下の資料のすべての行を、一行につき一つの文字列としてJSONのリストに並べてください。空行は含めない。

データ項目
========
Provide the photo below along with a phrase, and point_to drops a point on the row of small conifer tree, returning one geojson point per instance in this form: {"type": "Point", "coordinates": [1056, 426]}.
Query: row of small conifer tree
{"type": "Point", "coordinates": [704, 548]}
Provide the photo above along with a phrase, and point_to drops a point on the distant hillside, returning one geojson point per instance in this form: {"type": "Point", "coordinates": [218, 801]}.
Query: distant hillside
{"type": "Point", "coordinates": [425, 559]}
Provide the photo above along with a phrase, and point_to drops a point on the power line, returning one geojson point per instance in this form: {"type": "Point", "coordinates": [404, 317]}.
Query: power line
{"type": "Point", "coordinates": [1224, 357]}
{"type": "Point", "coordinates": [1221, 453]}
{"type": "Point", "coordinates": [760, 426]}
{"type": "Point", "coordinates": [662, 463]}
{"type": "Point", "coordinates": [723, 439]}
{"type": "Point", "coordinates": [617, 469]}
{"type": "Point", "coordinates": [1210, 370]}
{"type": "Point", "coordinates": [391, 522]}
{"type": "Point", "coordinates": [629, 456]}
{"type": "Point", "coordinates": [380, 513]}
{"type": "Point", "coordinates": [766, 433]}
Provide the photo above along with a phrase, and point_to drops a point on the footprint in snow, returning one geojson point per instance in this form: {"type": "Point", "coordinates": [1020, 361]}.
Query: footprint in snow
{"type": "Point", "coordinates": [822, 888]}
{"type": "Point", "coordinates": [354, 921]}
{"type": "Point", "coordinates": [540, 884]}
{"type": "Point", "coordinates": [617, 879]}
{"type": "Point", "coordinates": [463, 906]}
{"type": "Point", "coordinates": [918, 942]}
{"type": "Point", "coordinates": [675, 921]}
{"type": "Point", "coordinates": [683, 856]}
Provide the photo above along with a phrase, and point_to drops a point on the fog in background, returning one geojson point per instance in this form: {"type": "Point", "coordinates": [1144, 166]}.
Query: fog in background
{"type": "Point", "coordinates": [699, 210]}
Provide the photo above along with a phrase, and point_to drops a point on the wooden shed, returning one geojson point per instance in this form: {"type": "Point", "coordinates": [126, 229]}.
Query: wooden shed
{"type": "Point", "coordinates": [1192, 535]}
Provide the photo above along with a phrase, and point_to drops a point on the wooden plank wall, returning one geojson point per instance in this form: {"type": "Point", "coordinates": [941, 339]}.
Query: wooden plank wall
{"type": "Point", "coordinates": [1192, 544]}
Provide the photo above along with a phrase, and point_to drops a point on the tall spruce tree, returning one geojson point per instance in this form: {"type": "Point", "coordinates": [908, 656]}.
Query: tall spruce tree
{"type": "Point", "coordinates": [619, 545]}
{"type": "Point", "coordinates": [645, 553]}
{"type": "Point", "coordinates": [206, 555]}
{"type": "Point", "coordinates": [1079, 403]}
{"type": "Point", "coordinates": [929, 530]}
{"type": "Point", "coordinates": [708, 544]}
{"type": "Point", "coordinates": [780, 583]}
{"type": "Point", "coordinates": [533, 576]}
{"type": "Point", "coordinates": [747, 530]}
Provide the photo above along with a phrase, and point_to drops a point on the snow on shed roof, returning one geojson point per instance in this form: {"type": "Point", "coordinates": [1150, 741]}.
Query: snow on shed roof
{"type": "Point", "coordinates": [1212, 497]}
========
#### 課題の解答:
[
  "Provide the photo below along with a phrase, and point_to drops a point on the row of small conifer tree, returning one geojson point per instance in this form: {\"type\": \"Point\", \"coordinates\": [1056, 426]}.",
  "Query: row of small conifer tree",
  "{\"type\": \"Point\", \"coordinates\": [704, 548]}",
  "Provide the photo above along with a phrase, and point_to drops a point on the distant hillside, returning one geojson point per instance in this form: {\"type\": \"Point\", \"coordinates\": [218, 801]}.",
  "Query: distant hillside",
  "{\"type\": \"Point\", \"coordinates\": [425, 559]}",
  "Provide the photo above along with a phrase, and point_to drops a point on the power line, returning one geojson point per instance in this form: {\"type\": \"Point\", \"coordinates\": [404, 317]}.",
  "Query: power line",
  "{\"type\": \"Point\", \"coordinates\": [1224, 357]}",
  "{\"type\": \"Point\", \"coordinates\": [1221, 453]}",
  "{\"type\": \"Point\", \"coordinates\": [760, 426]}",
  "{\"type\": \"Point\", \"coordinates\": [662, 463]}",
  "{\"type\": \"Point\", \"coordinates\": [723, 439]}",
  "{\"type\": \"Point\", \"coordinates\": [617, 469]}",
  "{\"type\": \"Point\", \"coordinates\": [1210, 370]}",
  "{\"type\": \"Point\", \"coordinates\": [391, 522]}",
  "{\"type\": \"Point\", \"coordinates\": [629, 456]}",
  "{\"type\": \"Point\", \"coordinates\": [380, 513]}",
  "{\"type\": \"Point\", \"coordinates\": [766, 433]}",
  "Provide the photo above along with a phrase, and point_to drops a point on the footprint in snow, returning one geojson point per instance in this form: {\"type\": \"Point\", \"coordinates\": [1020, 361]}.",
  "Query: footprint in snow",
  "{\"type\": \"Point\", \"coordinates\": [822, 888]}",
  "{\"type\": \"Point\", \"coordinates\": [354, 921]}",
  "{\"type\": \"Point\", \"coordinates\": [540, 884]}",
  "{\"type\": \"Point\", \"coordinates\": [617, 879]}",
  "{\"type\": \"Point\", \"coordinates\": [463, 906]}",
  "{\"type\": \"Point\", \"coordinates\": [918, 942]}",
  "{\"type\": \"Point\", \"coordinates\": [675, 921]}",
  "{\"type\": \"Point\", \"coordinates\": [683, 856]}",
  "Provide the photo above along with a phrase, and point_to drops a point on the fog in background, returning one geojson point per instance in this form: {\"type\": \"Point\", \"coordinates\": [1144, 166]}.",
  "Query: fog in background",
  "{\"type\": \"Point\", \"coordinates\": [699, 210]}",
  "Provide the photo above along with a phrase, and point_to drops a point on the wooden shed, returning one geojson point per instance in this form: {\"type\": \"Point\", \"coordinates\": [126, 229]}.",
  "Query: wooden shed",
  "{\"type\": \"Point\", \"coordinates\": [1192, 535]}",
  "Provide the photo above along with a phrase, and point_to drops a point on the wooden plank wall, returning one geojson point per instance in this form: {\"type\": \"Point\", \"coordinates\": [941, 339]}.",
  "Query: wooden plank wall",
  "{\"type\": \"Point\", \"coordinates\": [1192, 544]}",
  "Provide the photo above along with a phrase, and point_to drops a point on the tall spruce tree, returning one geojson point per instance in this form: {\"type\": \"Point\", \"coordinates\": [908, 656]}.",
  "Query: tall spruce tree",
  "{\"type\": \"Point\", \"coordinates\": [619, 545]}",
  "{\"type\": \"Point\", \"coordinates\": [645, 553]}",
  "{\"type\": \"Point\", \"coordinates\": [206, 555]}",
  "{\"type\": \"Point\", \"coordinates\": [1079, 403]}",
  "{\"type\": \"Point\", \"coordinates\": [929, 530]}",
  "{\"type\": \"Point\", \"coordinates\": [708, 544]}",
  "{\"type\": \"Point\", \"coordinates\": [780, 583]}",
  "{\"type\": \"Point\", \"coordinates\": [533, 576]}",
  "{\"type\": \"Point\", \"coordinates\": [747, 530]}",
  "Provide the photo above along with a phrase, and point_to drops a point on the snow on shed roof, returning one geojson point per instance in this form: {\"type\": \"Point\", \"coordinates\": [1150, 741]}.",
  "Query: snow on shed roof",
  "{\"type\": \"Point\", \"coordinates\": [1212, 497]}"
]